- _Given request A_
Retype the part of the defect prediction passage from "In same year, Li" to "existing filtering techniques.".
━━ Excerpted text ━━
In same year, Li et al. [20] compared the four filtration approaches for defect data. They said that the fault data filtration approach chosen has a significant impact on the model's ability to predict defects. They compared four different filtering techniques: data characteristic-based filter (DCBF), target project data-guided filter (TGF), source project data-guided filter (SGF) and local cluster-based filter (LCBF). They also introduced a new filter, the hierarchical selection-dependent filter (HSDF), to resolve the shortcomings of the previous four filters in terms of scalability when dealing with massive datasets. The proposed filtering strategy outperformed existing filtering techniques.

Xu et al. [21] proposed a domain adaptation approach for reducing the higher-dimensional features of training and analyzing project domains in 2018. To learn the difference between function spaces, they used the dictionary learning technique. They compared heterogeneous defect adaptation (HDA) [21], CCA+ [14] and HDP [15] using three open source projects: NetGene, NASA and AEEEM, and three performance measures: recall, F-score and balance.

In 2020, Lee and Felix [22] concentrated on method-level (ML) defect estimation using regression models in a recent software release after gathering-related data from previous versions of the same system. The authors used three performance measurement variables, such as defect density, defect velocity, and time to implement defects that show a significant relationship with ML defects. The proposed work also facilitated the study and evaluation of pre-to-post system data preprocessing classifiers and entropy values in average output datasets. The defect velocity had the highest correlation with the count among ML faults among all three factors, with a 93% correlation.

Majd et al. [23] suggested using deep learning models to forecast statement class defects (SCD) in same year. The authors of this paper sought to relieve the burden on software developers by defining places or modules that are more vulnerable to defects. The authors used Code4Bench's Broad Short-Term Memory (BSTM) deep learning model to run experiments on 1,19,989 C/C++ programs. The authors have put the SCD model to the test for predicting defects in unseen data (i.e., new statements) and found that it performed well, with high memory, precision and accuracy.

In the field of HCPDP, Grassmann manifold optimal transfer defect prediction (GMOTDP) is a recent novel work in year 2020. Jiang et al. [24] gave a three-phase HDP model that proposed Mahalanobis distance-based class imbalance learning (CIL) framework for dealing with class imbalance problem (CIP) in the source dataset, as well as a classification and regression trees (CART)-based ensemble learning methodology for finding the best subset of the source dataset for metric matching. To check the feasibility of the proposed approach, the authors used nine projects from three public domain software defect repositories and compared them to four known advanced approaches. The findings of the experiments show that the proposed approach is more reliable in terms of AUC.

Wu et al. [40] presented the multi-source heterogeneous cross-project defect prediction (MHCPDP) approach in 2021, which employed AE to extract intermediate features from the original datasets rather than merely deleting redundant and unrelated features. To limit the impact of negative transfers and improve the performance of the classifier, the MHCPDP developed a multi-source transfer learning algorithm. The authors tested MHCPDP on five open source datasets in depth. The results of the experiments revealed that MHCPDP not only improved two performance measures but also addresses the drawbacks of traditional HCPDP approaches.
━━━
━━ Entries ━━
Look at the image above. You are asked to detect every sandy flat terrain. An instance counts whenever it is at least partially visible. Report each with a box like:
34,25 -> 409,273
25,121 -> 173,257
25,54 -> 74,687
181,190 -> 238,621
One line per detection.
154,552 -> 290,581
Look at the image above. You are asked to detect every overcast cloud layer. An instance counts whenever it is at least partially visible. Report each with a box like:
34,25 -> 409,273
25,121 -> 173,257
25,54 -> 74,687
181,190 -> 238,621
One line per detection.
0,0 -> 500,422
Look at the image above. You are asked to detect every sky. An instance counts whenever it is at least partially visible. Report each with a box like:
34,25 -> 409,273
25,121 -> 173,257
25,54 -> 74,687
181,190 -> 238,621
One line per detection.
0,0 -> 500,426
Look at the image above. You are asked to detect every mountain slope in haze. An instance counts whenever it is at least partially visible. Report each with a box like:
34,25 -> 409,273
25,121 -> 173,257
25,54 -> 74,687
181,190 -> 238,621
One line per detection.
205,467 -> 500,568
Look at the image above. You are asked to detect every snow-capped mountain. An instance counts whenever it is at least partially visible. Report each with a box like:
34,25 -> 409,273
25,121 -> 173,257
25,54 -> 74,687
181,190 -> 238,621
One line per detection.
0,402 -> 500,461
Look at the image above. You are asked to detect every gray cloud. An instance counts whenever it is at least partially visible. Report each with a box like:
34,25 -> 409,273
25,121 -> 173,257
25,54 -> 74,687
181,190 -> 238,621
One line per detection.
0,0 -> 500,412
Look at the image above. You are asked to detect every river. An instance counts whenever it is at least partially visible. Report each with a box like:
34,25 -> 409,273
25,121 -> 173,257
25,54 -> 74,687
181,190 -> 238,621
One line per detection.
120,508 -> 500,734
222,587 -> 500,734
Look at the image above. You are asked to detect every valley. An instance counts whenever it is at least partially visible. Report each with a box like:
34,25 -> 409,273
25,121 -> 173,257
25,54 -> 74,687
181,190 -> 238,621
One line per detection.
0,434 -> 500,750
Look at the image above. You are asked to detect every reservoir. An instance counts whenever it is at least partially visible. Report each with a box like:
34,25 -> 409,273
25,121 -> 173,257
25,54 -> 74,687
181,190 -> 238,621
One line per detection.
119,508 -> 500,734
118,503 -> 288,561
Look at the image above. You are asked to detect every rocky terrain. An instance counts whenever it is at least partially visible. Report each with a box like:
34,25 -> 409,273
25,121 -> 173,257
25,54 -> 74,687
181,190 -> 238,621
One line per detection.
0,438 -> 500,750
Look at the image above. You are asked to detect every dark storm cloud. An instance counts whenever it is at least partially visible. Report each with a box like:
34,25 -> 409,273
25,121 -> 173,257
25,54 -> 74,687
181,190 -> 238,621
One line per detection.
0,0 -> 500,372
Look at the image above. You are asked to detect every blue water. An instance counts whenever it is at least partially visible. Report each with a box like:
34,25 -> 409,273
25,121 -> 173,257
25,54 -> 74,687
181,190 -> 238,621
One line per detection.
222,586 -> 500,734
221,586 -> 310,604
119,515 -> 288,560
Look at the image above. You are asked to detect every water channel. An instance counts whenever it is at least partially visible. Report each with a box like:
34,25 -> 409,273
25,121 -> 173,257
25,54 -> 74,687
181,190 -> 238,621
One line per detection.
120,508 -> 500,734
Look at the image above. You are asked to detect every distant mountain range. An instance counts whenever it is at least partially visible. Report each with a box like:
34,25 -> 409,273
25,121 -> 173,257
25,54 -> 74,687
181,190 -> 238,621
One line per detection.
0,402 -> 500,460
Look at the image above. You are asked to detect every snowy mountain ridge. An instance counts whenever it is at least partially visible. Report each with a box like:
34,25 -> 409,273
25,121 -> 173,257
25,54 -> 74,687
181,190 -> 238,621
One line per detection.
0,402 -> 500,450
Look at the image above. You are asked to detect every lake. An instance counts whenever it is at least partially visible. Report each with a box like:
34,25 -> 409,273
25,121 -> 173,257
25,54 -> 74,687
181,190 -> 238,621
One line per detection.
━━━
- _Given request B_
In the records, reproduce only the lines from the line with "detect every dark" to the line with "0,0 -> 500,372", swapping "dark storm cloud" for "thundercloud" and leaving everything else unchanged.

- _Output A_
In same year, Li et al. [20] compared the four filtration approaches for defect data. They said that the fault data filtration approach chosen has a significant impact on the model's ability to predict defects. They compared four different filtering techniques: data characteristic-based filter (DCBF), target project data-guided filter (TGF), source project data-guided filter (SGF) and local cluster-based filter (LCBF). They also introduced a new filter, the hierarchical selection-dependent filter (HSDF), to resolve the shortcomings of the previous four filters in terms of scalability when dealing with massive datasets. The proposed filtering strategy outperformed existing filtering techniques.

- _Output B_
Look at the image above. You are asked to detect every thundercloud. An instance counts whenever it is at least partially visible. Report each with a box like:
34,25 -> 409,273
25,121 -> 173,257
25,54 -> 74,687
181,190 -> 238,621
One line per detection.
0,0 -> 500,372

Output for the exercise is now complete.